■ Page text
□ □ □ □

Me and my leadman just used the crap out of the 10-32 bit (in 1/8'' steel) and we would have maybe gotten a 1/3 the work done if we had done it by hand.

Even if it eventually breaks, totally worth purchasing again.

Oh, and definitely use it in an impact. I was hesitant about it, but it actually prevents the likelihood that you'll tear up the threads. A normal drill would just torque spin and jack it up.


----------



## Rudeboy (Oct 6, 2009)

Frasbee said:


> Oh, and definitely use it in an impact. I was hesitant about it, but it actually prevents the likelihood that you'll tear up the threads. A normal drill would just torque spin and jack it up.


I don't know about all that. I haven't noticed any difference between using an impact or a drill.

I use teh greenlee taps on whatever and it always does the job.


----------



## MF Dagger (Dec 24, 2007)

For the very first time I have an apprentice who didn't break any of my taps in the first month.


----------



## hardworkingstiff (Jan 22, 2007)

MF Dagger said:


> For the very first time I have an apprentice who didn't break any of my taps in the first month.


Assuming that he actually used them, then it sounds like you've found a keeper.

Congrats! :thumbsup:


----------



## davis9 (Mar 21, 2009)

I bought the 10/32 one from Greenlee in a pinch a while ago and loved it. It was 8 buck IIRC. Then I went to harbor Freight and saw the full kit(6-32 tp 1/4-20) for like 12 bucks. haven't broke any of those yet either. Keep the drill speed down and a little cutting oil on the larger sizes.

I use the 12v bosch as well.

Tom


----------



## Frasbee (Apr 7, 2008)

Rudeboy said:


> I don't know about all that. I haven't noticed any difference between using an impact or a drill.
> 
> I use teh greenlee taps on whatever and it always does the job.


Really? I was going at it with my 18 volt brute tough and it torqued on me as soon as it hit resistance. Even if you reduce the clutch I would suspect there would be a lot reverse/forward switching.


----------



## gilbequick (Oct 6, 2007)

davis9 said:


> I bought the 10/32 one from Greenlee in a pinch a while ago and loved it. It was 8 buck IIRC. Then I went to harbor Freight and saw the full kit(6-32 tp 1/4-20) for like 12 bucks. haven't broke any of those yet either. Keep the drill speed down and a little cutting oil on the larger sizes.
> 
> I use the 12v bosch as well.
> 
> Tom


I have both the Greenlee kit and the Harbor Freight kit. The Greenlee bits are slightly better quality, but for the money the Harbor Freight kit blows the Greenlee away. I'm going to pick another HF kit tomorrow or Monday to replace the 6-32 and 10-32 bits I broke within the last month.


----------



## tkb (Jan 21, 2009)

So if all you guys have this, then none of you will be using a tek screw for a ground wire...right? :whistling2:


----------



## hardworkingstiff (Jan 22, 2007)

tkb said:


> So if all you guys have this, then none of you will be using a tek screw for a ground wire...right? :whistling2:


Is that not code compliant? The TEK screw does create a threaded hole, doesn't it?


----------



## hardworkingstiff (Jan 22, 2007)

□ □ □ □

■ Data for this task
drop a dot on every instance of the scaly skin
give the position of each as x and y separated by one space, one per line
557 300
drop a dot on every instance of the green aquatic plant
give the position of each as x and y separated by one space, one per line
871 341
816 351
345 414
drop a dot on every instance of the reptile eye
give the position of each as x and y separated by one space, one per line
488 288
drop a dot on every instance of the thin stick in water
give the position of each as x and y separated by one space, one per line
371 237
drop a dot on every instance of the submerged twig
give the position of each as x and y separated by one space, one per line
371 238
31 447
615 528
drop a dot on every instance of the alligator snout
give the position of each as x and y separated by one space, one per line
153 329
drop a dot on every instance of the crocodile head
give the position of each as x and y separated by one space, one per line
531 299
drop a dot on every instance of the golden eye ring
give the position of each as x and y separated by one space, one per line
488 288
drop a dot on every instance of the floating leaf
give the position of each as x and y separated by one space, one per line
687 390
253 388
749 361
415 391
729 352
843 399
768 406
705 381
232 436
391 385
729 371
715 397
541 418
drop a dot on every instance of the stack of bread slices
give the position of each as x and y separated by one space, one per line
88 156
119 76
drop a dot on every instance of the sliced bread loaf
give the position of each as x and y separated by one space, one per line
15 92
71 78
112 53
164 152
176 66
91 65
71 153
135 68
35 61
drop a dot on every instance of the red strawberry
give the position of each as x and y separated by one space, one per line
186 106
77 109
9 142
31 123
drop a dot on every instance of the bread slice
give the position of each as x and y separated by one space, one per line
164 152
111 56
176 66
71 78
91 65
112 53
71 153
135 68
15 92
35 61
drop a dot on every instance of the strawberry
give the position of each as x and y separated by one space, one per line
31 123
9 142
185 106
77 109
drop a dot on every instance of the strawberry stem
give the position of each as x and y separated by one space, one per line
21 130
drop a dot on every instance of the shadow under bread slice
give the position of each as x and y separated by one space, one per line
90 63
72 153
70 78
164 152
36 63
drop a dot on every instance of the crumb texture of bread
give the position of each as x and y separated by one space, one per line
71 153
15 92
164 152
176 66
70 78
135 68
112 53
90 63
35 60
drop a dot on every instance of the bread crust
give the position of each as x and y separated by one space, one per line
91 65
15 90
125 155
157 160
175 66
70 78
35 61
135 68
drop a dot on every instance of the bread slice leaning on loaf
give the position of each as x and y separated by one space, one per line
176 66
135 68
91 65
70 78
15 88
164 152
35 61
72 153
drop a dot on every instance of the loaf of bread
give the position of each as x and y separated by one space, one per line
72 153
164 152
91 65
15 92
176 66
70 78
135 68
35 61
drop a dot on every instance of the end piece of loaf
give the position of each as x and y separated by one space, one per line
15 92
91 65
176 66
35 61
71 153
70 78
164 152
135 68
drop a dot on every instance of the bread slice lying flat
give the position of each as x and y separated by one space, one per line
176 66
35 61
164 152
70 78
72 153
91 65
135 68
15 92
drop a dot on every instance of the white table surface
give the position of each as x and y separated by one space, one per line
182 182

□ □ □ □

■ Stated problem 1
Set down the passage of the forum thread on tapping bits from "Me and my leadman" through "worth purchasing again.".
■ Stated problem 2
In the records, rename "table surface" as "countertop" in the stretch from the line containing "drop a dot on every instance of the white" through the end, and give that stretch alone with all else unchanged.
The forum thread and the records are independent of each other.

■ Task response 1
Me and my leadman just used the crap out of the 10-32 bit (in 1/8'' steel) and we would have maybe gotten a 1/3 the work done if we had done it by hand.

Even if it eventually breaks, totally worth purchasing again.

■ Task response 2
drop a dot on every instance of the white countertop
give the position of each as x and y separated by one space, one per line
182 182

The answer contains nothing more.